__Goal__.
Could you give the entries below as a two-column CSV with the columns entry_text and answer, one row per entry, from the first entry through the line containing "point(206, 246)"? Wrap each field in double quotes and replace its line breaks with spaces.

-- start of Records shown --

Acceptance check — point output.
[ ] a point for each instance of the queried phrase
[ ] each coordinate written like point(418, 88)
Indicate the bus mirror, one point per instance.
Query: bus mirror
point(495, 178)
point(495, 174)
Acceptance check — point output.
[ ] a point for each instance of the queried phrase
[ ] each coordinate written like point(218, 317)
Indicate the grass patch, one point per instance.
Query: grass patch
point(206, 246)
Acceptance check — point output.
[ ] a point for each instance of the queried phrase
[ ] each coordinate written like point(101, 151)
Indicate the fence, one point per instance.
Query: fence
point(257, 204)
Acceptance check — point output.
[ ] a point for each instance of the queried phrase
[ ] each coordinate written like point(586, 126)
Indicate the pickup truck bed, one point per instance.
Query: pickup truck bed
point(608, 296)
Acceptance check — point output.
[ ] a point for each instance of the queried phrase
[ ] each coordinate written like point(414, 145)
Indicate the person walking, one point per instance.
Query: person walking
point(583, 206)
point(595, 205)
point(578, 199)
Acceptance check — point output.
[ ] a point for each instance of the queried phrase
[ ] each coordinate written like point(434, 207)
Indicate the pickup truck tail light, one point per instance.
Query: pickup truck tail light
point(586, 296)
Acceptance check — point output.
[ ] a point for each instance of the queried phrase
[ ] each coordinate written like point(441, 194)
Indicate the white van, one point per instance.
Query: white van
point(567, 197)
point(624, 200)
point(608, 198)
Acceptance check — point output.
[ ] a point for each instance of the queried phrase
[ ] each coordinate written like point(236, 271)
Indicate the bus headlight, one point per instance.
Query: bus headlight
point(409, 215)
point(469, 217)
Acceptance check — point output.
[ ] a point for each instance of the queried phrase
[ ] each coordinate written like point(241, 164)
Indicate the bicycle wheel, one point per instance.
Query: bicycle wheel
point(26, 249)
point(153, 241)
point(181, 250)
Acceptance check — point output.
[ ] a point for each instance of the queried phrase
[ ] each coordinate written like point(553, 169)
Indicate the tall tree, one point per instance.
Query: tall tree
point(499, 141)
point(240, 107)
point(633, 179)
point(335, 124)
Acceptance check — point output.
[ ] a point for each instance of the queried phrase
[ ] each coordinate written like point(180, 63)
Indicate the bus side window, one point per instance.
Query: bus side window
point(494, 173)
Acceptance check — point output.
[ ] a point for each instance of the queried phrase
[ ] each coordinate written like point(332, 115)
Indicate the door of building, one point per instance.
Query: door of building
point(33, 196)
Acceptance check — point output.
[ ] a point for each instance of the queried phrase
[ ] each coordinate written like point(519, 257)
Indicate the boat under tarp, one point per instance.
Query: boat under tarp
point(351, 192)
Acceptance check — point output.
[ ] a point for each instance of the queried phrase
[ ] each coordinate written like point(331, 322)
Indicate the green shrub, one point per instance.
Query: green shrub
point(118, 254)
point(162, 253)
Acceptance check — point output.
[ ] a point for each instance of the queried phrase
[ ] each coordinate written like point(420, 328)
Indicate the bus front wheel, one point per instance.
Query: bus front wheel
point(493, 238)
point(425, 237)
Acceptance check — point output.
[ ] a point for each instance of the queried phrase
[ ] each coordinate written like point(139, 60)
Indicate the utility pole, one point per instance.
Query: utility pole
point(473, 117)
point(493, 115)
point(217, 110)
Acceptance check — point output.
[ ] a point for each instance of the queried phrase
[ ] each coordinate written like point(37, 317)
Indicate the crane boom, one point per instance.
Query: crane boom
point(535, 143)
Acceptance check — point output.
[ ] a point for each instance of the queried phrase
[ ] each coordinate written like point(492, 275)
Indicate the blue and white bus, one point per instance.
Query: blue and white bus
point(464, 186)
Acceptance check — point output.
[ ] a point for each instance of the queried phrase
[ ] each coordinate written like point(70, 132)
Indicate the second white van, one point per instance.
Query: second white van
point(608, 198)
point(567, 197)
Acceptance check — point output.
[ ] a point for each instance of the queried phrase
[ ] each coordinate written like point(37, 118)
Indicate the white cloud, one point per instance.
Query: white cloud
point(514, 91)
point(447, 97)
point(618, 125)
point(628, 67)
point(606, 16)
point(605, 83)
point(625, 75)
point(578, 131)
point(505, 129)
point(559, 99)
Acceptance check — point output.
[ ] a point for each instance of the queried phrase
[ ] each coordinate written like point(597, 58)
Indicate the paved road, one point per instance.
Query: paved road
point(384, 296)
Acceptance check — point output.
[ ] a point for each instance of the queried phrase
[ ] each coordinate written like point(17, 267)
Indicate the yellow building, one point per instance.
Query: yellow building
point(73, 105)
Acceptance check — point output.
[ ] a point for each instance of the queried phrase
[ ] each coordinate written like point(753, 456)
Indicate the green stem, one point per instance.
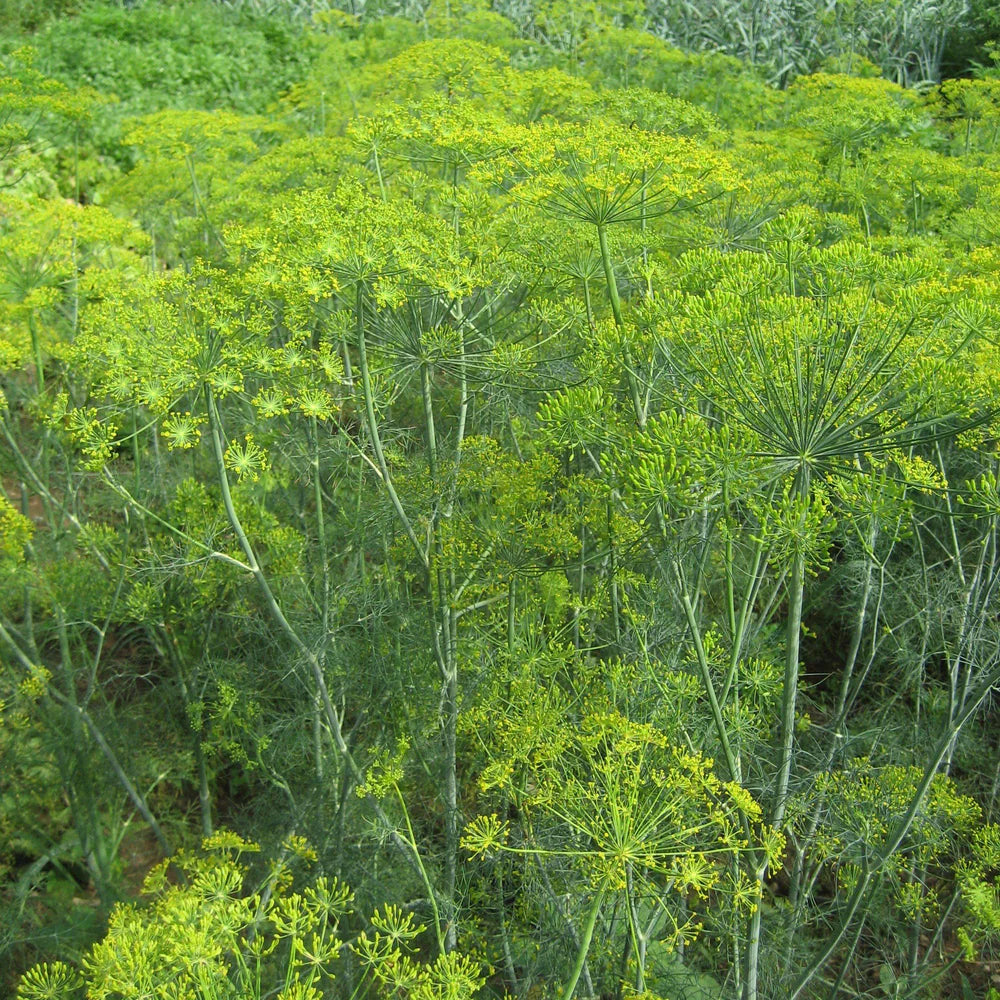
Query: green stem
point(584, 949)
point(616, 309)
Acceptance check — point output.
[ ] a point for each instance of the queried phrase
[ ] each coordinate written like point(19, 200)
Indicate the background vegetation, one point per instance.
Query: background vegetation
point(535, 484)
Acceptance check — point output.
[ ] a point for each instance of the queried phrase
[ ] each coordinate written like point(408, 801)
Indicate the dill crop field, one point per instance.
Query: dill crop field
point(499, 502)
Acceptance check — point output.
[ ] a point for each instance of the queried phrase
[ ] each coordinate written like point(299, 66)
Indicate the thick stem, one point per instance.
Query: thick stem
point(584, 949)
point(616, 309)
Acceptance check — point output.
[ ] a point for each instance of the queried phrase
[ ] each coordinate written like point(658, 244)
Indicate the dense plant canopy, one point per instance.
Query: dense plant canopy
point(536, 484)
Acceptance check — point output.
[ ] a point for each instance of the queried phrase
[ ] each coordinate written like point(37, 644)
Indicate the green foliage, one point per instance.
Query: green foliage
point(557, 474)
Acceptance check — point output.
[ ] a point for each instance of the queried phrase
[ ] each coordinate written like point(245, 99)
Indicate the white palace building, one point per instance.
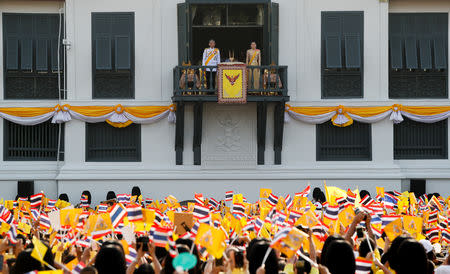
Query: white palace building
point(354, 92)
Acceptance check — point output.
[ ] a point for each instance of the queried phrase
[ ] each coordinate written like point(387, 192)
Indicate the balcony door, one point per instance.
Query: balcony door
point(232, 24)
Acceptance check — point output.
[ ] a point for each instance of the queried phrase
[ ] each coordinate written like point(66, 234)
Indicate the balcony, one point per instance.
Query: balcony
point(265, 83)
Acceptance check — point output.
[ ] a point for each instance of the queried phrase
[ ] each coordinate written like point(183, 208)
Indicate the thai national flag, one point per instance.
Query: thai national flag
point(36, 200)
point(293, 216)
point(84, 201)
point(102, 208)
point(44, 221)
point(272, 200)
point(258, 224)
point(389, 201)
point(239, 210)
point(433, 235)
point(131, 256)
point(7, 216)
point(117, 214)
point(229, 196)
point(304, 193)
point(51, 204)
point(289, 202)
point(123, 198)
point(160, 236)
point(446, 235)
point(331, 212)
point(200, 211)
point(367, 200)
point(12, 235)
point(35, 214)
point(86, 242)
point(213, 202)
point(386, 219)
point(78, 268)
point(363, 266)
point(134, 213)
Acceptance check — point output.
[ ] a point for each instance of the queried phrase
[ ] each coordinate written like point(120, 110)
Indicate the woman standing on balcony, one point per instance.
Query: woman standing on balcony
point(253, 59)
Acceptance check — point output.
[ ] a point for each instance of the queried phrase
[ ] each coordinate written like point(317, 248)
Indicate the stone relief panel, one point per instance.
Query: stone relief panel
point(229, 136)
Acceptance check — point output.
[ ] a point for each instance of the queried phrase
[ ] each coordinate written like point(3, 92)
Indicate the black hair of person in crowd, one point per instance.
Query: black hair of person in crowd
point(339, 258)
point(363, 193)
point(411, 258)
point(256, 250)
point(110, 195)
point(111, 258)
point(144, 269)
point(364, 248)
point(391, 255)
point(327, 243)
point(136, 191)
point(88, 194)
point(25, 263)
point(63, 197)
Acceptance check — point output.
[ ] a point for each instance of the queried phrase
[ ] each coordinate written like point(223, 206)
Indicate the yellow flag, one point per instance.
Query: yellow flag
point(4, 227)
point(39, 250)
point(238, 198)
point(394, 229)
point(308, 219)
point(9, 204)
point(380, 191)
point(346, 216)
point(212, 239)
point(264, 193)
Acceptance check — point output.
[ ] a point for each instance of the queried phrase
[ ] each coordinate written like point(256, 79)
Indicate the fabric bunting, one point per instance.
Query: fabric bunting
point(344, 116)
point(117, 116)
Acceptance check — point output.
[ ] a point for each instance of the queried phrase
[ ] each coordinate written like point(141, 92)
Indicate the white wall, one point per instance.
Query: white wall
point(156, 55)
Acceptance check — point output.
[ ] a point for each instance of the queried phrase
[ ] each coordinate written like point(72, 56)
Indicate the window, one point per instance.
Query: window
point(342, 54)
point(105, 143)
point(414, 140)
point(418, 48)
point(30, 50)
point(32, 143)
point(351, 143)
point(113, 55)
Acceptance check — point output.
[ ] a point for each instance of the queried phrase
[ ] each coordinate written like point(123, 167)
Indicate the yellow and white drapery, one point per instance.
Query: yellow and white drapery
point(117, 116)
point(342, 116)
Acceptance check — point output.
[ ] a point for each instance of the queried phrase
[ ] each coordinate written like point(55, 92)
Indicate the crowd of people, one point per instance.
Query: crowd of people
point(331, 231)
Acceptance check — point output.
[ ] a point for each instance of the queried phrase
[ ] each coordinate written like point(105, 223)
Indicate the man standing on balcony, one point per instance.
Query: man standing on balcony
point(211, 58)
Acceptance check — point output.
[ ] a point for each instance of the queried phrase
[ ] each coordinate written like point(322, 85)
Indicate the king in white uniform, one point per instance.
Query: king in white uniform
point(211, 57)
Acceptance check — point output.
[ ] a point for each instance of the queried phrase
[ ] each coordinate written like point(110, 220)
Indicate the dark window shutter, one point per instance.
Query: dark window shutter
point(333, 51)
point(12, 53)
point(123, 52)
point(274, 32)
point(352, 31)
point(103, 53)
point(26, 54)
point(41, 55)
point(54, 54)
point(183, 42)
point(396, 41)
point(353, 51)
point(411, 43)
point(415, 140)
point(331, 34)
point(440, 34)
point(425, 54)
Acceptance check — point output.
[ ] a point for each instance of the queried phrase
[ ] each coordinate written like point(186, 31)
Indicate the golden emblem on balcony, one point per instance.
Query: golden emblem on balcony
point(232, 88)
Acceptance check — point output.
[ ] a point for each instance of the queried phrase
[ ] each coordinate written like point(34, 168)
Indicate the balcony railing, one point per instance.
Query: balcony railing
point(264, 83)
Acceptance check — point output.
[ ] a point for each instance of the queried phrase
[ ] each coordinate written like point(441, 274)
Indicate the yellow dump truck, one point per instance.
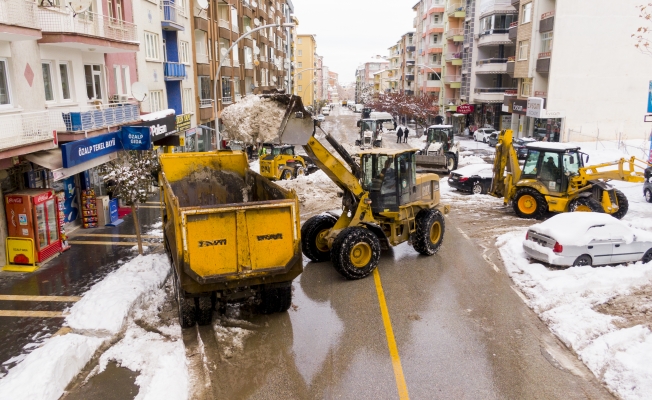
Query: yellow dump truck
point(230, 234)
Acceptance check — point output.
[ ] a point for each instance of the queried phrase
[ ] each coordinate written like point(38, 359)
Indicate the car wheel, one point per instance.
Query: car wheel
point(583, 261)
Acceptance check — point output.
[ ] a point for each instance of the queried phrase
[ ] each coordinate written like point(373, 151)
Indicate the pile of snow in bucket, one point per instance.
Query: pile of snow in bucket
point(253, 119)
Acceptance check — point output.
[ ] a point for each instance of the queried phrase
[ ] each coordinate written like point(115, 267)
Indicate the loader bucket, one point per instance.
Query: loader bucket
point(297, 126)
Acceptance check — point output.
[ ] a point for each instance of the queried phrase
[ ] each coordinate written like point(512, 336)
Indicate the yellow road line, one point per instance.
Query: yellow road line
point(14, 297)
point(391, 341)
point(42, 314)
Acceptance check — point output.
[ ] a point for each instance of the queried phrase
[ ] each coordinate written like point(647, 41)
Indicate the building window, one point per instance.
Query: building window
point(188, 104)
point(526, 15)
point(93, 75)
point(64, 74)
point(546, 42)
point(47, 81)
point(184, 52)
point(151, 46)
point(523, 47)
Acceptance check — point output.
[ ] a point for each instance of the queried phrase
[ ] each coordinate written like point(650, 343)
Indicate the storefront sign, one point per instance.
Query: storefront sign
point(465, 109)
point(183, 122)
point(535, 107)
point(80, 151)
point(136, 138)
point(520, 107)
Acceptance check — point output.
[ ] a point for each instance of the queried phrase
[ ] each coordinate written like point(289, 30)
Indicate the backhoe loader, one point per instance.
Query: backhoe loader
point(384, 201)
point(555, 179)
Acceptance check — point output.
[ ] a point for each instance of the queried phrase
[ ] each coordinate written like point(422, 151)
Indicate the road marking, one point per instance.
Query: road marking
point(391, 341)
point(13, 297)
point(41, 314)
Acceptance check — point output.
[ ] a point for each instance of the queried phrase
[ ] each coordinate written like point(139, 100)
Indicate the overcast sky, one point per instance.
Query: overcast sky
point(349, 32)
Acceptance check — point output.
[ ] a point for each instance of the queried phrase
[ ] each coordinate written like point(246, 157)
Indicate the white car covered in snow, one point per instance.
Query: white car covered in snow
point(586, 238)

-- end of Records shown --

__Final result__.
entry_text,answer
"Acceptance check — point output. [ ] a point for each instance of the queried phrase [ ] each coordinate written like point(418, 88) Indicate the bus mirror, one point per instance. Query: bus mirror","point(495, 178) point(495, 174)"
"Acceptance check — point output. [ ] a point for each instance of the queried phrase [ ] each coordinate written like point(218, 317) Indicate the grass patch, one point per instance. Query: grass patch","point(206, 246)"